*** Dataset

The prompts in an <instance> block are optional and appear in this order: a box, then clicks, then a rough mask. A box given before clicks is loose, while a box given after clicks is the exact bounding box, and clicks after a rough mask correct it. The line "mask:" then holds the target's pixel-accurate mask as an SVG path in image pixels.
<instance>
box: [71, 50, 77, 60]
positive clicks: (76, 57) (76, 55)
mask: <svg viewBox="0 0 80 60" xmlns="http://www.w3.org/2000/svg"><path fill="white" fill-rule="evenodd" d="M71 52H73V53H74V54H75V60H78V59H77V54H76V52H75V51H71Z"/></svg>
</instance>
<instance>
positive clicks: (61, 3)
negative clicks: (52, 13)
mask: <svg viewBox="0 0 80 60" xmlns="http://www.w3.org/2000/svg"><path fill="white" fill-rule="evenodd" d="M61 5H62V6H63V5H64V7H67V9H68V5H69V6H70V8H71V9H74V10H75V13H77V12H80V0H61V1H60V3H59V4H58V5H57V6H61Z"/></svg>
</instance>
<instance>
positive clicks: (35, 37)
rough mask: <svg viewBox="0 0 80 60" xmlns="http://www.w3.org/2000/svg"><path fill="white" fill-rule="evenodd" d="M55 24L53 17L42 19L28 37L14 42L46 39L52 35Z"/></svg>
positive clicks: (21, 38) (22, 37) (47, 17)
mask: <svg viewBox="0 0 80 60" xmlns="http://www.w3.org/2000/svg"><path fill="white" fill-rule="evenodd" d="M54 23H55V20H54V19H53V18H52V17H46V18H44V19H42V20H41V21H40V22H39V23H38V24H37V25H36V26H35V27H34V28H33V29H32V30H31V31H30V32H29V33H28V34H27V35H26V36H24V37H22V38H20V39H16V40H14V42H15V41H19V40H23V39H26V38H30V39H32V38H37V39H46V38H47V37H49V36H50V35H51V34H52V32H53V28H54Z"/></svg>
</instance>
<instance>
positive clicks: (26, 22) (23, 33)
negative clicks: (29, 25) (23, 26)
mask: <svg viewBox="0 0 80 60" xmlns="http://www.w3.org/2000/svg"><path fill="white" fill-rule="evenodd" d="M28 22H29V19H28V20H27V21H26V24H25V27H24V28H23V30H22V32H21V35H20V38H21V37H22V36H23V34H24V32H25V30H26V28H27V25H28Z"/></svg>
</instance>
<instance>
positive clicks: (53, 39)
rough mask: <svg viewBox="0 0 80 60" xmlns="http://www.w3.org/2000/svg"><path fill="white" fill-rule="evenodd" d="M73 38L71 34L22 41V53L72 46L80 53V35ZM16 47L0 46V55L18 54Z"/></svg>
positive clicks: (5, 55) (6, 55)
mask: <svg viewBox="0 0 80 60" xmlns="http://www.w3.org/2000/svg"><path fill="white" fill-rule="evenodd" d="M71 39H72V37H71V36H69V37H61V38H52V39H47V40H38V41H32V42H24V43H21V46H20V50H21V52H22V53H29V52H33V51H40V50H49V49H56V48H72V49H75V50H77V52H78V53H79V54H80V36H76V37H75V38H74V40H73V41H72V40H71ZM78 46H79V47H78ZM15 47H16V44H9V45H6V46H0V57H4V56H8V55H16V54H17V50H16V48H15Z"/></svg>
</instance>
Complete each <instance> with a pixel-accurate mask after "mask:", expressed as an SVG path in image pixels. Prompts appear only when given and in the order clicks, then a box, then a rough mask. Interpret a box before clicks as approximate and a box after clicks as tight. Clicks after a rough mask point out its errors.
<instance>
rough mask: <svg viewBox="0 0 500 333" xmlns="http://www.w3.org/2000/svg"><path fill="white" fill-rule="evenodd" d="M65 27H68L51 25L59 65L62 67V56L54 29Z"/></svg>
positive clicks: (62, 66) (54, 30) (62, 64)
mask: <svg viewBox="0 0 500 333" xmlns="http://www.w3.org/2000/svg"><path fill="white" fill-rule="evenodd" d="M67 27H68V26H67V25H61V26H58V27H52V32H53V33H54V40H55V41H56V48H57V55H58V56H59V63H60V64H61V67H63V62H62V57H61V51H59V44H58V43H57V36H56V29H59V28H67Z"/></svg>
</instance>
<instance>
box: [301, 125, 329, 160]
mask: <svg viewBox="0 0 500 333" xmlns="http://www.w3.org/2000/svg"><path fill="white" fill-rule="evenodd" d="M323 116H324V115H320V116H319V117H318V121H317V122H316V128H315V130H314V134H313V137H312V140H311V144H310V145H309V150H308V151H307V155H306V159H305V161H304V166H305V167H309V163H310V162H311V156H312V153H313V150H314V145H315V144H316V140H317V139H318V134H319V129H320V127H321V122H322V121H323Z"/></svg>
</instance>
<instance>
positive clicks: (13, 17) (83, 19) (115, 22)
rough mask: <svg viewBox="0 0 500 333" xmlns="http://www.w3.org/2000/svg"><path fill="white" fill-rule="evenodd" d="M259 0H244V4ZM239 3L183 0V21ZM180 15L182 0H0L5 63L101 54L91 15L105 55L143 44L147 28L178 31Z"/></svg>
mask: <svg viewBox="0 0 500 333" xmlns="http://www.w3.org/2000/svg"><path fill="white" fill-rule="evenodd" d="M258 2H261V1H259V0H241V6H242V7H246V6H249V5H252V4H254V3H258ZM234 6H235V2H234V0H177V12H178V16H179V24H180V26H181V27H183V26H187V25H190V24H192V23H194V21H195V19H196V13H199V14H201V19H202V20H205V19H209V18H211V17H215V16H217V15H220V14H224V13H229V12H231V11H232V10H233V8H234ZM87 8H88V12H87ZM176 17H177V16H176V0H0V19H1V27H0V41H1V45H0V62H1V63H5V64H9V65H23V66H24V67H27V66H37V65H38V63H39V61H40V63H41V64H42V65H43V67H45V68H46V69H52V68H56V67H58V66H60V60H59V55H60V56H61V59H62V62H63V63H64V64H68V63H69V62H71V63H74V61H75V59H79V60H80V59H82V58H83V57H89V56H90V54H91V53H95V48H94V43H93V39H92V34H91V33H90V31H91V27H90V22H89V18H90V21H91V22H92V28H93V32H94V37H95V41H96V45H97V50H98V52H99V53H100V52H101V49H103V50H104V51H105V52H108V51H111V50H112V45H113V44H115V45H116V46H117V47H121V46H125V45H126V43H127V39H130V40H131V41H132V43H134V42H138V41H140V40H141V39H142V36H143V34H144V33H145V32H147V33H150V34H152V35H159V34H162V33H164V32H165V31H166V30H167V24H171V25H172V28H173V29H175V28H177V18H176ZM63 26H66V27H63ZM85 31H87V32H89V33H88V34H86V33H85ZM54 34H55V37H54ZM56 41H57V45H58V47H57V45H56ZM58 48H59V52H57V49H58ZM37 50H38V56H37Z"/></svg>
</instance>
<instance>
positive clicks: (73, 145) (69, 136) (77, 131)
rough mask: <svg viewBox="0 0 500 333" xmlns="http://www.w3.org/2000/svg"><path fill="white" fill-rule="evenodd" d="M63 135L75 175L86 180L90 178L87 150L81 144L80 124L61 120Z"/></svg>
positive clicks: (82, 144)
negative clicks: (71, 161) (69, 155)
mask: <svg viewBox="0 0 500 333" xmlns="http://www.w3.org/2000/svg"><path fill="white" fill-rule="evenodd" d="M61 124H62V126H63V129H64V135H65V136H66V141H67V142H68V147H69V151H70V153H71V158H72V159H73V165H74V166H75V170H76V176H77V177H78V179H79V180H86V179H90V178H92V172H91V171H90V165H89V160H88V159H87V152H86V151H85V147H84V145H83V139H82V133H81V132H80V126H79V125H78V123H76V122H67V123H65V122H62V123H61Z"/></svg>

******

# What you need to do
The material above should be retyped in full, exactly as given.

# Output
The prompts in an <instance> block are optional and appear in this order: a box, then clicks, then a rough mask. A box given before clicks is loose, while a box given after clicks is the exact bounding box, and clicks after a rough mask correct it. The line "mask:" then holds the target's pixel-accurate mask as an SVG path in image pixels.
<instance>
box: [71, 50, 77, 60]
positive clicks: (76, 57) (76, 55)
mask: <svg viewBox="0 0 80 60" xmlns="http://www.w3.org/2000/svg"><path fill="white" fill-rule="evenodd" d="M71 52H73V53H74V54H75V60H78V59H77V54H76V52H75V51H71Z"/></svg>
</instance>
<instance>
positive clicks: (61, 3)
negative clicks: (52, 13)
mask: <svg viewBox="0 0 80 60" xmlns="http://www.w3.org/2000/svg"><path fill="white" fill-rule="evenodd" d="M61 5H62V6H63V5H64V7H67V9H68V5H69V6H70V8H71V9H74V10H75V13H77V12H80V0H61V1H60V3H59V4H58V5H57V6H61Z"/></svg>
</instance>
<instance>
positive clicks: (35, 37)
rough mask: <svg viewBox="0 0 80 60" xmlns="http://www.w3.org/2000/svg"><path fill="white" fill-rule="evenodd" d="M55 24L53 17L42 19L28 37L14 42L46 39L52 35Z"/></svg>
positive clicks: (21, 38) (22, 37) (47, 17)
mask: <svg viewBox="0 0 80 60" xmlns="http://www.w3.org/2000/svg"><path fill="white" fill-rule="evenodd" d="M54 23H55V20H54V19H53V18H52V17H46V18H44V19H42V20H41V21H40V22H39V23H38V24H37V25H36V26H35V27H34V28H33V29H32V30H31V31H30V32H29V33H28V34H27V35H26V36H24V37H22V38H20V39H16V40H14V42H15V41H19V40H23V39H26V38H30V39H32V38H37V39H46V38H47V37H49V36H50V35H51V34H52V32H53V28H54Z"/></svg>
</instance>
<instance>
positive clicks: (26, 22) (23, 33)
negative clicks: (29, 25) (23, 26)
mask: <svg viewBox="0 0 80 60" xmlns="http://www.w3.org/2000/svg"><path fill="white" fill-rule="evenodd" d="M28 22H29V19H28V20H27V21H26V24H25V27H24V28H23V30H22V32H21V35H20V38H21V37H22V36H23V34H24V32H25V30H26V28H27V25H28Z"/></svg>
</instance>
<instance>
positive clicks: (53, 39)
rough mask: <svg viewBox="0 0 80 60" xmlns="http://www.w3.org/2000/svg"><path fill="white" fill-rule="evenodd" d="M73 38L71 34L22 41V53L72 46L80 53V35ZM16 47L0 46V55L18 54Z"/></svg>
positive clicks: (5, 55) (6, 55)
mask: <svg viewBox="0 0 80 60" xmlns="http://www.w3.org/2000/svg"><path fill="white" fill-rule="evenodd" d="M71 39H72V37H71V36H69V37H61V38H52V39H47V40H38V41H32V42H24V43H21V46H20V50H21V52H22V53H29V52H33V51H40V50H49V49H56V48H72V49H75V50H77V52H78V53H79V54H80V36H76V37H75V38H74V40H73V41H72V40H71ZM78 46H79V47H78ZM15 47H16V44H9V45H6V46H0V57H4V56H8V55H16V54H17V50H16V48H15Z"/></svg>
</instance>
Complete each <instance> with a pixel-accurate mask after "mask:", expressed as an SVG path in image pixels. Prompts appear only when given and in the order clicks, then a box, then a rough mask. Interpret a box before clicks as approximate and a box after clicks as tight. Clicks after a rough mask point out its errors.
<instance>
rough mask: <svg viewBox="0 0 500 333" xmlns="http://www.w3.org/2000/svg"><path fill="white" fill-rule="evenodd" d="M65 27H68L51 25L59 65L62 67V56L54 29Z"/></svg>
positive clicks: (62, 66) (54, 30) (62, 64)
mask: <svg viewBox="0 0 500 333" xmlns="http://www.w3.org/2000/svg"><path fill="white" fill-rule="evenodd" d="M67 27H68V26H67V25H61V26H58V27H52V32H53V33H54V40H55V41H56V48H57V55H58V56H59V63H60V64H61V67H63V62H62V57H61V51H59V44H58V43H57V36H56V29H59V28H67Z"/></svg>
</instance>
<instance>
box: [301, 125, 329, 160]
mask: <svg viewBox="0 0 500 333" xmlns="http://www.w3.org/2000/svg"><path fill="white" fill-rule="evenodd" d="M323 116H324V115H320V116H319V117H318V121H317V122H316V128H315V130H314V134H313V137H312V140H311V144H310V145H309V150H308V151H307V155H306V159H305V161H304V166H305V167H309V163H310V162H311V156H312V153H313V150H314V145H315V144H316V140H317V139H318V134H319V129H320V127H321V122H322V121H323Z"/></svg>
</instance>
<instance>
positive clicks: (13, 17) (83, 19) (115, 22)
rough mask: <svg viewBox="0 0 500 333" xmlns="http://www.w3.org/2000/svg"><path fill="white" fill-rule="evenodd" d="M259 0H244V4ZM239 3L183 0V21ZM180 15L182 0H0L5 63L101 54L91 15L105 55L143 44L147 28L178 31Z"/></svg>
mask: <svg viewBox="0 0 500 333" xmlns="http://www.w3.org/2000/svg"><path fill="white" fill-rule="evenodd" d="M258 2H261V1H259V0H241V6H242V7H246V6H249V5H252V4H254V3H258ZM234 6H235V2H234V0H177V12H178V16H179V24H180V26H181V27H183V26H187V25H190V24H192V23H194V21H195V19H196V13H199V14H201V19H202V20H205V19H209V18H211V17H215V16H217V15H220V14H224V13H229V12H231V11H232V10H233V8H234ZM87 8H88V12H87ZM176 17H177V16H176V0H0V19H1V27H0V41H1V45H0V62H1V63H5V64H9V65H23V66H24V67H27V66H37V65H38V63H39V61H40V63H41V64H42V65H43V67H45V68H46V69H52V68H56V67H58V66H60V60H59V55H60V56H61V59H62V62H63V63H64V64H68V63H69V62H71V63H74V61H75V59H79V60H80V59H82V58H83V57H89V56H90V54H91V53H95V48H94V43H93V39H92V34H91V33H90V31H91V27H90V22H89V18H90V21H91V22H92V28H93V32H94V37H95V41H96V45H97V50H98V52H99V53H100V52H101V49H103V50H104V51H105V52H108V51H111V50H112V45H113V44H115V45H116V46H117V47H121V46H125V45H126V43H127V39H130V40H131V41H132V43H134V42H138V41H140V40H141V39H142V36H143V34H144V33H145V32H147V33H150V34H152V35H159V34H162V33H164V32H165V31H166V30H167V24H171V25H172V28H173V29H175V28H177V18H176ZM63 26H66V27H63ZM85 31H87V32H89V33H88V34H86V33H85ZM54 34H55V37H54ZM56 41H57V45H58V47H57V45H56ZM58 48H59V52H57V49H58ZM37 50H38V56H37Z"/></svg>
</instance>
<instance>
positive clicks: (73, 145) (69, 136) (77, 131)
rough mask: <svg viewBox="0 0 500 333" xmlns="http://www.w3.org/2000/svg"><path fill="white" fill-rule="evenodd" d="M63 135L75 175L86 180L90 178L87 150L81 144L80 124L61 120Z"/></svg>
positive clicks: (82, 144)
negative clicks: (71, 161) (69, 155)
mask: <svg viewBox="0 0 500 333" xmlns="http://www.w3.org/2000/svg"><path fill="white" fill-rule="evenodd" d="M61 124H62V126H63V129H64V135H65V136H66V141H67V142H68V147H69V151H70V153H71V158H72V159H73V165H74V166H75V170H76V176H77V177H78V179H79V180H86V179H90V178H92V172H91V171H90V165H89V160H88V159H87V152H86V151H85V147H84V145H83V139H82V133H81V132H80V126H79V125H78V123H76V122H67V123H65V122H62V123H61Z"/></svg>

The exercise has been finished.